Instructions for the task |
Determine how many lines in the entries below contain the word "bouquet", and state only that number.

Data supplied |
-- start --
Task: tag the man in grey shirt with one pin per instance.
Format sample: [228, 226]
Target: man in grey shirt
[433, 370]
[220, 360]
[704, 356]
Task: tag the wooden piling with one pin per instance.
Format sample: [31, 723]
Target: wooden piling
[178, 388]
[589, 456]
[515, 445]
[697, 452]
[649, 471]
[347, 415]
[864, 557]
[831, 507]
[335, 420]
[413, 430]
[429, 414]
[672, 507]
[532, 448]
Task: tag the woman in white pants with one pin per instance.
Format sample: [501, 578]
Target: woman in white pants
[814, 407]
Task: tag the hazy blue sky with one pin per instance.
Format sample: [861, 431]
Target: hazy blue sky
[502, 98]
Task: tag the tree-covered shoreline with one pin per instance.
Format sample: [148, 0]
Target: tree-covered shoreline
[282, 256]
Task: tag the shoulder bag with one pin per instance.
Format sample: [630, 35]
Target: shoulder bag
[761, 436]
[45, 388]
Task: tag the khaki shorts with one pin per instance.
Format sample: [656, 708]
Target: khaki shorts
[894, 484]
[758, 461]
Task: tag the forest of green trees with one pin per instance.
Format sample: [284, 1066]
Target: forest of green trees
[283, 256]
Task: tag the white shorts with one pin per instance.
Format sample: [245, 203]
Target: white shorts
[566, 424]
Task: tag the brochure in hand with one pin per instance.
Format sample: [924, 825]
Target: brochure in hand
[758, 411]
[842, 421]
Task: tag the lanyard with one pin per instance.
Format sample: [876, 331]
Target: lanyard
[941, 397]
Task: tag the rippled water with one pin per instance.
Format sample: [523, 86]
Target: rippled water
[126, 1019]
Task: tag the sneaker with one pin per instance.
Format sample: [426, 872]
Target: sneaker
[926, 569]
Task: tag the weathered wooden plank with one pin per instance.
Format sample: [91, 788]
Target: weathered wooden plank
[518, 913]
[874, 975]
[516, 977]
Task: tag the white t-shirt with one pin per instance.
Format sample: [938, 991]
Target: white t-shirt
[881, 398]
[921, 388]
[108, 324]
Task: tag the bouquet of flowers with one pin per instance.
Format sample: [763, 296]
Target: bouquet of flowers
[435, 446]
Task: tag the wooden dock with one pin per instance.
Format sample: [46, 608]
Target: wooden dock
-- end --
-- start --
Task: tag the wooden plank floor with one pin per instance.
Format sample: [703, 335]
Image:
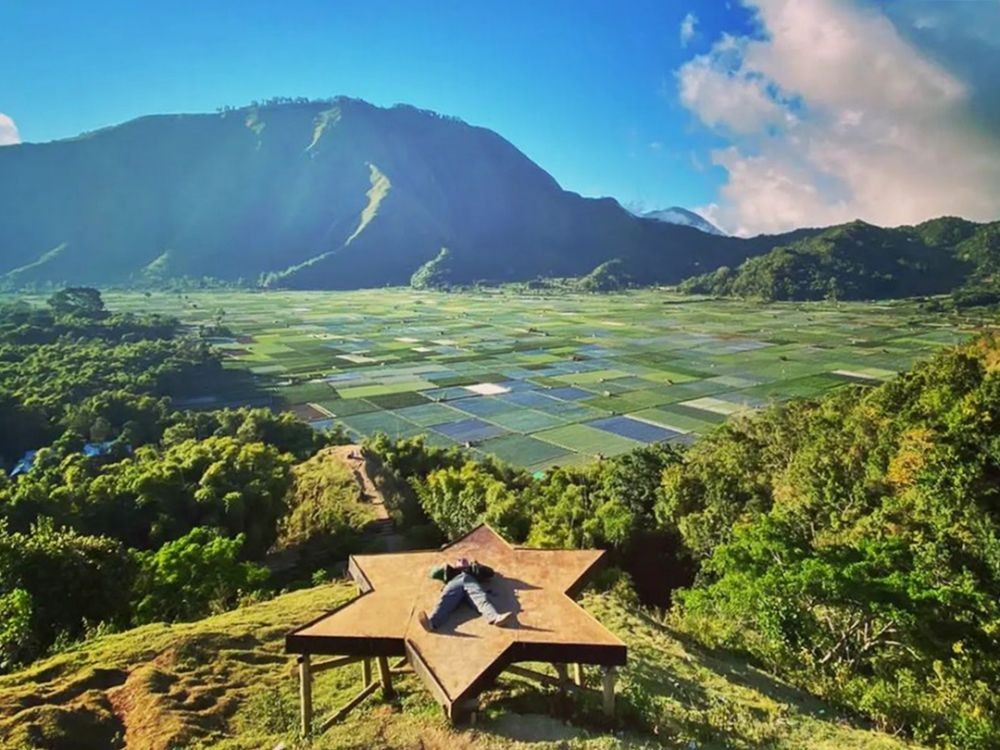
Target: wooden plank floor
-- end --
Solution for this exercise |
2